> What to produce
Take the line containing "target | white road marking" and all lines after it to the end of the records, and output them exactly.

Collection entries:
*-*-*

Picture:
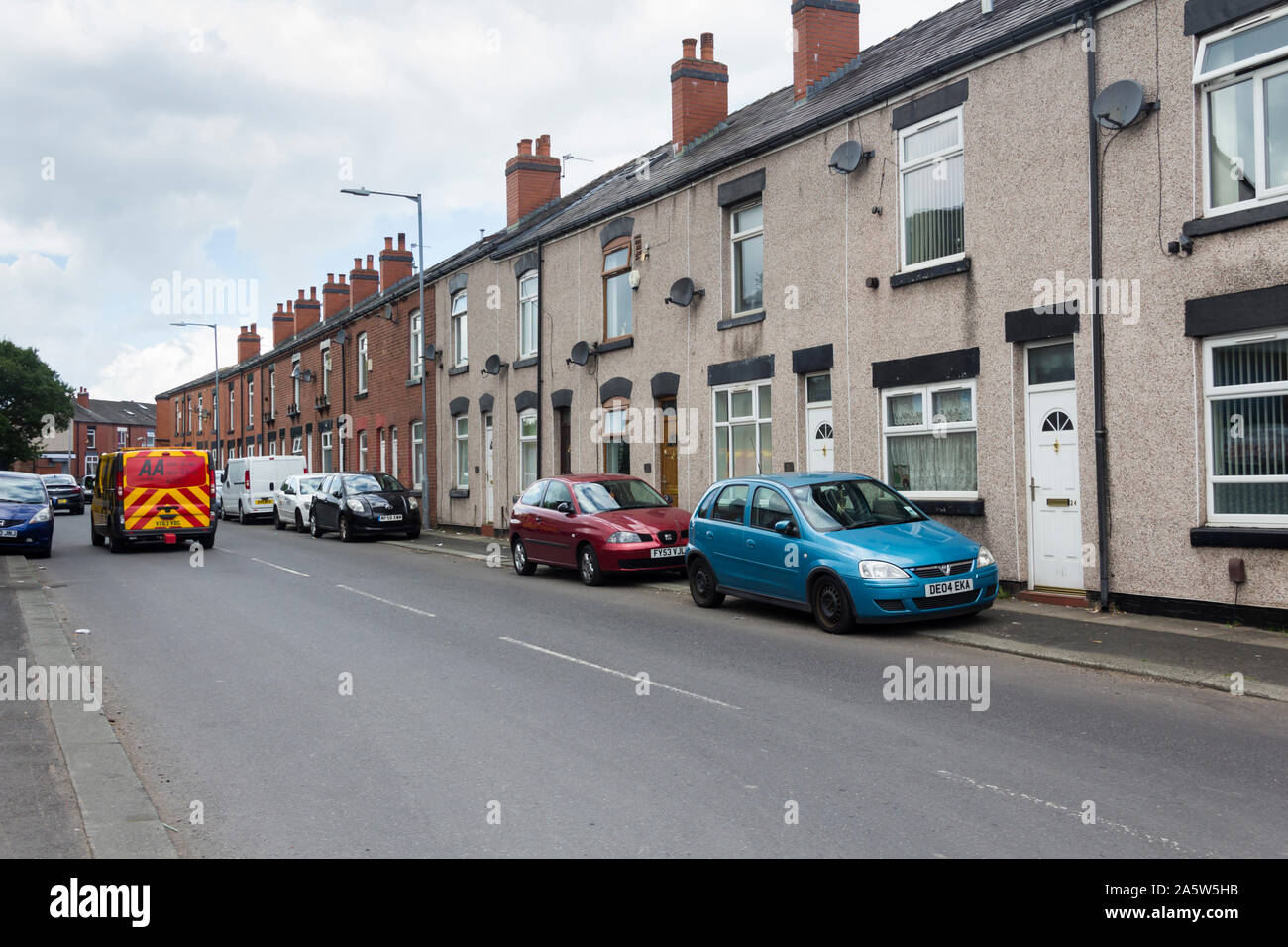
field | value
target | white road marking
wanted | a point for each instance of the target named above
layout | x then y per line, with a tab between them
266	562
619	674
1067	810
384	600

*-*-*

> Response area
target | white road marking
wanted | a point for each instance of the target named above
layout | x then y per line, with a tab between them
266	562
619	674
1067	810
384	600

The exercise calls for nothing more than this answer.